*Do this*
Rewrite every line of the listing below, requests included, and shift each polygon vertex coordinate in the answers by adding 133 to it. All other numbers stay unchanged.

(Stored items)
..........

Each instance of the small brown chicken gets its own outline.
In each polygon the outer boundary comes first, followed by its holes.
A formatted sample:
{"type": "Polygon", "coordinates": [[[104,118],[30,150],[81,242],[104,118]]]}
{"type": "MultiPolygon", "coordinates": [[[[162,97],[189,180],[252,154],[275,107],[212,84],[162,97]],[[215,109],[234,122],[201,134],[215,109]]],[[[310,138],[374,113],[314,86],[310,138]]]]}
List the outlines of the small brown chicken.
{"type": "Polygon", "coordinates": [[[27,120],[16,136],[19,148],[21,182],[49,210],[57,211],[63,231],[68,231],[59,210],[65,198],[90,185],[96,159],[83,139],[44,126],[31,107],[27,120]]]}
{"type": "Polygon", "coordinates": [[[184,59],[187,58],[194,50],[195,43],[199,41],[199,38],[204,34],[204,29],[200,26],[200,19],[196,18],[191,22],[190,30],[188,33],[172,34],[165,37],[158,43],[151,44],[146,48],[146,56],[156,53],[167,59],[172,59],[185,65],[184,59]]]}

..........

*Task solution*
Each instance of the small brown chicken gets its own outline.
In each polygon the outer boundary comes first, followed by its holes.
A formatted sample:
{"type": "Polygon", "coordinates": [[[104,118],[30,150],[81,242],[104,118]]]}
{"type": "MultiPolygon", "coordinates": [[[[162,97],[189,180],[252,154],[275,107],[212,84],[162,97]],[[215,109],[234,122],[201,134],[215,109]]],[[[310,138],[374,113],[314,86],[310,138]]]]}
List the outlines of the small brown chicken.
{"type": "Polygon", "coordinates": [[[160,253],[149,269],[152,281],[154,315],[182,343],[190,344],[196,364],[201,364],[192,343],[198,331],[223,318],[229,292],[216,272],[177,259],[164,240],[160,253]]]}
{"type": "Polygon", "coordinates": [[[317,192],[320,191],[327,183],[328,176],[332,174],[332,171],[337,167],[337,162],[333,159],[333,152],[329,151],[324,155],[323,163],[321,166],[305,167],[298,170],[291,176],[284,177],[279,181],[279,189],[289,186],[300,192],[305,192],[318,198],[317,192]]]}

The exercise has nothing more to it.